◆ **Records supplied**:
┄┄┄┄┄┄┄┄┄┄

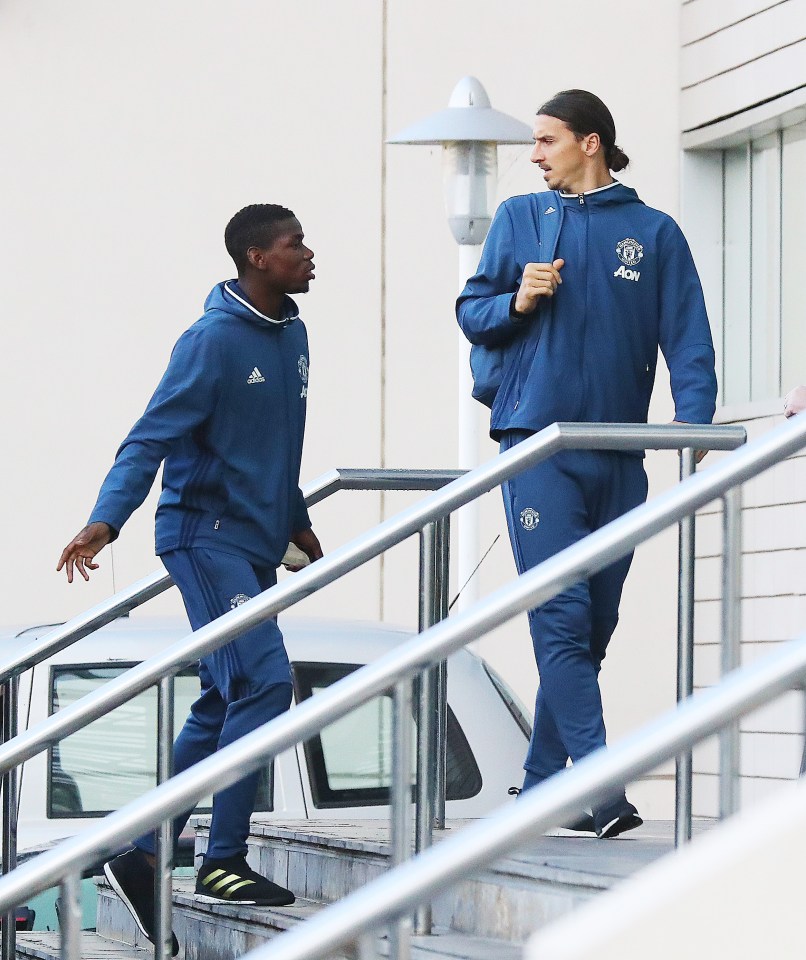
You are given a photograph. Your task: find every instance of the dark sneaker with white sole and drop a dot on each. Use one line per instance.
(233, 881)
(583, 823)
(131, 876)
(615, 818)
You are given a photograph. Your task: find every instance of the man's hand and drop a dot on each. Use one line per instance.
(539, 280)
(82, 548)
(795, 401)
(698, 454)
(308, 542)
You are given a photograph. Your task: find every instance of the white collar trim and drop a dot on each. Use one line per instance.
(587, 193)
(257, 313)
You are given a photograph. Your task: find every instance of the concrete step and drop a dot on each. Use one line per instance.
(486, 917)
(222, 932)
(35, 945)
(325, 861)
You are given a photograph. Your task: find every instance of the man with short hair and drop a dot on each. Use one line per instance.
(577, 289)
(227, 419)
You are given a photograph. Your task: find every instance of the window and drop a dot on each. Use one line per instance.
(350, 763)
(763, 249)
(113, 760)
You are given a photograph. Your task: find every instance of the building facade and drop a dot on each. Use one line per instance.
(132, 133)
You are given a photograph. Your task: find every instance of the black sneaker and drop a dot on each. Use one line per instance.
(131, 876)
(582, 824)
(615, 818)
(232, 880)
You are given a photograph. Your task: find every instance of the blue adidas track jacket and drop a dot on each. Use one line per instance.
(589, 352)
(228, 419)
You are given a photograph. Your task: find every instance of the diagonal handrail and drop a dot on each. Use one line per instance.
(400, 890)
(532, 588)
(183, 653)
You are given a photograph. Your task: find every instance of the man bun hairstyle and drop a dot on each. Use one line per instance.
(585, 113)
(254, 226)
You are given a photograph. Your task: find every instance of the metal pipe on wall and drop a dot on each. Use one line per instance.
(729, 739)
(10, 802)
(684, 780)
(400, 929)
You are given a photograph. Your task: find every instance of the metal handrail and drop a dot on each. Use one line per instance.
(400, 890)
(183, 653)
(534, 587)
(123, 602)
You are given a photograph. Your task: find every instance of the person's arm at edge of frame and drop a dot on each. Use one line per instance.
(685, 334)
(182, 401)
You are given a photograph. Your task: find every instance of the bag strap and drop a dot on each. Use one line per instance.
(547, 210)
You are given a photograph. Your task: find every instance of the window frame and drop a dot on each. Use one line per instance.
(266, 787)
(325, 798)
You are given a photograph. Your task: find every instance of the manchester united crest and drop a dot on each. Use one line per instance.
(529, 518)
(302, 366)
(629, 251)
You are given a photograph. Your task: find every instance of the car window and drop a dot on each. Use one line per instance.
(113, 760)
(350, 762)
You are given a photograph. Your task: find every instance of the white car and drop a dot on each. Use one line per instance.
(344, 773)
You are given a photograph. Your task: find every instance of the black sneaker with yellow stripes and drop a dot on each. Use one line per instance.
(233, 881)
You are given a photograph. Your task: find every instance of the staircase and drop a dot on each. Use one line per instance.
(487, 917)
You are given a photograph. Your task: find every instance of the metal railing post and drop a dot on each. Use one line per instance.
(729, 738)
(443, 590)
(10, 714)
(685, 654)
(163, 871)
(70, 917)
(400, 930)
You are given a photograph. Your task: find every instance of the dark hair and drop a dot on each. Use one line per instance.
(254, 226)
(585, 113)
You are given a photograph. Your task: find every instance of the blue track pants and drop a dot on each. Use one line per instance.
(549, 507)
(243, 684)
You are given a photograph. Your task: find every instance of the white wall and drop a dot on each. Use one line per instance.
(741, 67)
(133, 132)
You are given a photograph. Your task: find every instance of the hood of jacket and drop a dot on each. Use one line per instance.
(611, 194)
(226, 297)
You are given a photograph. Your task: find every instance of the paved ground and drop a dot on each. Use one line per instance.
(560, 850)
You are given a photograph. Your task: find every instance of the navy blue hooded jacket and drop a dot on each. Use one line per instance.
(228, 419)
(589, 352)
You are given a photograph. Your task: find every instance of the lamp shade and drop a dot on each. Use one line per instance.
(469, 116)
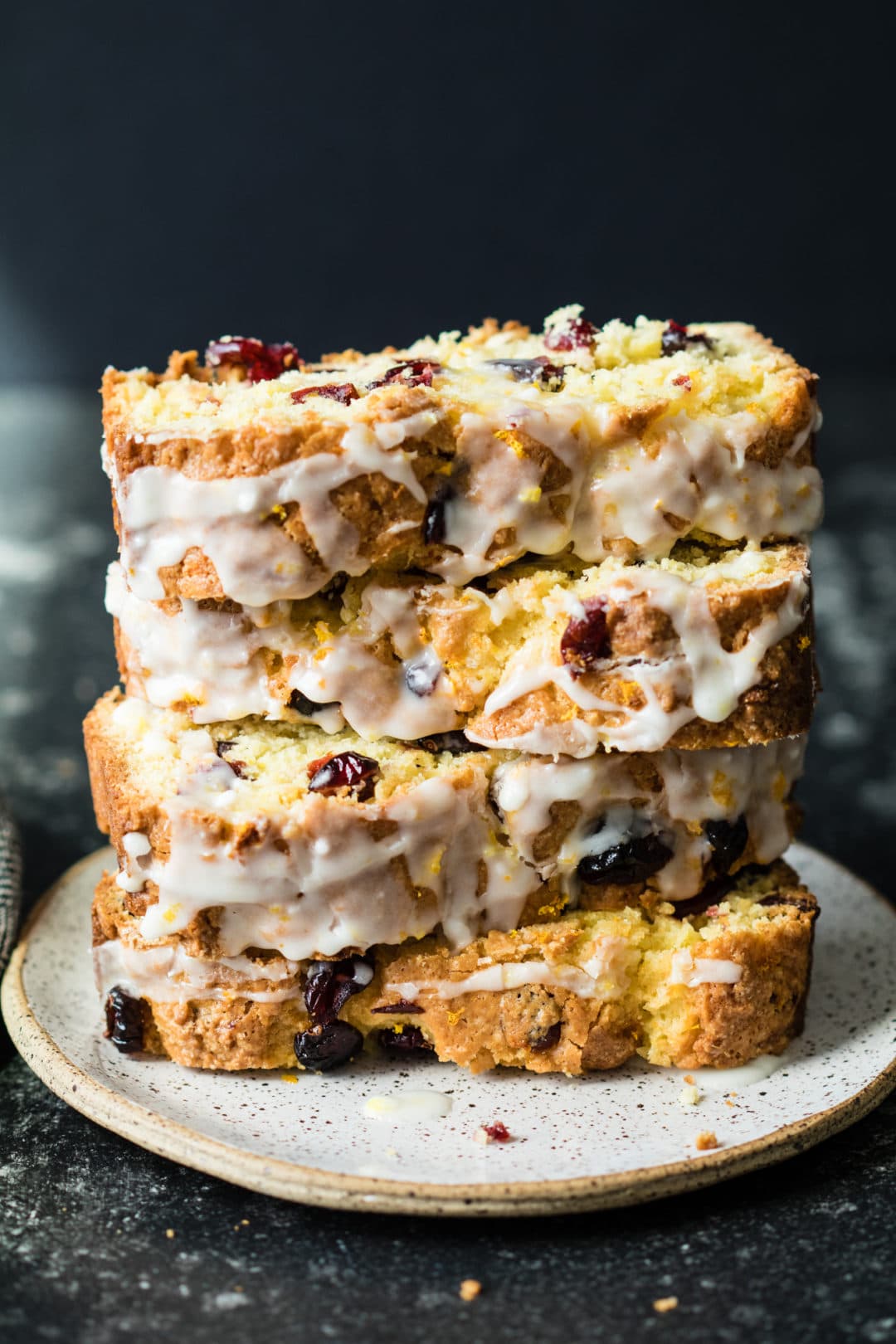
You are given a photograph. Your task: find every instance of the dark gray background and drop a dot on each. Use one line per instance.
(364, 173)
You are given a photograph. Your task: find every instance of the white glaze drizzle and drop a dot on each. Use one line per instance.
(692, 971)
(605, 972)
(323, 884)
(696, 472)
(164, 514)
(709, 680)
(217, 660)
(409, 1107)
(169, 975)
(694, 786)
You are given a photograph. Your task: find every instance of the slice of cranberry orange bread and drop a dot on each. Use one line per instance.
(282, 838)
(716, 986)
(707, 648)
(257, 477)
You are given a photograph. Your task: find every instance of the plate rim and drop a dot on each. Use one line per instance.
(390, 1195)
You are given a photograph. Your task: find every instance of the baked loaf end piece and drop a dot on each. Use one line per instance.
(707, 648)
(257, 477)
(718, 988)
(282, 838)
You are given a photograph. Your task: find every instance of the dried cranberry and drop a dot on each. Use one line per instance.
(577, 332)
(411, 373)
(421, 676)
(677, 338)
(327, 1046)
(347, 771)
(342, 392)
(453, 741)
(329, 984)
(624, 863)
(586, 640)
(260, 360)
(222, 747)
(728, 840)
(309, 709)
(548, 1040)
(539, 370)
(405, 1040)
(434, 519)
(124, 1022)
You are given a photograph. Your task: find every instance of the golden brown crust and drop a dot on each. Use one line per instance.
(190, 431)
(777, 706)
(543, 1029)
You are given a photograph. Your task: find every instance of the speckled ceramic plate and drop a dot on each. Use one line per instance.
(379, 1136)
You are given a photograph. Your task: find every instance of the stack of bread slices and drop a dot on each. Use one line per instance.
(465, 689)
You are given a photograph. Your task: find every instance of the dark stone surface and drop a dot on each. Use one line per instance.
(800, 1252)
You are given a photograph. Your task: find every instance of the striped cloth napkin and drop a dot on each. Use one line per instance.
(10, 884)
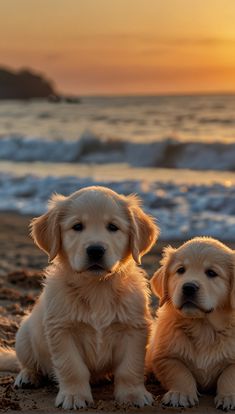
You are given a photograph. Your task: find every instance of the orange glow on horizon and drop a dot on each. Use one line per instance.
(123, 47)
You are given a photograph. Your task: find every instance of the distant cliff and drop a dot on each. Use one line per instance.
(24, 84)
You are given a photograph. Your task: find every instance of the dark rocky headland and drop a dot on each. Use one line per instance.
(24, 84)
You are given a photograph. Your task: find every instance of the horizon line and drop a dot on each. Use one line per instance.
(155, 95)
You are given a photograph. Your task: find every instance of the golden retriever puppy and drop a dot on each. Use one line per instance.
(193, 341)
(92, 317)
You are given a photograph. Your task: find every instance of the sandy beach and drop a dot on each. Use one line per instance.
(21, 265)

┄┄┄┄┄┄┄┄┄┄

◆ **What to work on**: Rewrite the lines as a numbered list, starting with the line that contains "of the sandy" and ending with the final line, both included. Omit any blank lines.

◆ **Finished task**:
1. You are given a photograph. Your task: find every instance of the sandy beach and drop a dot on each. Use one line per instance.
2. (21, 265)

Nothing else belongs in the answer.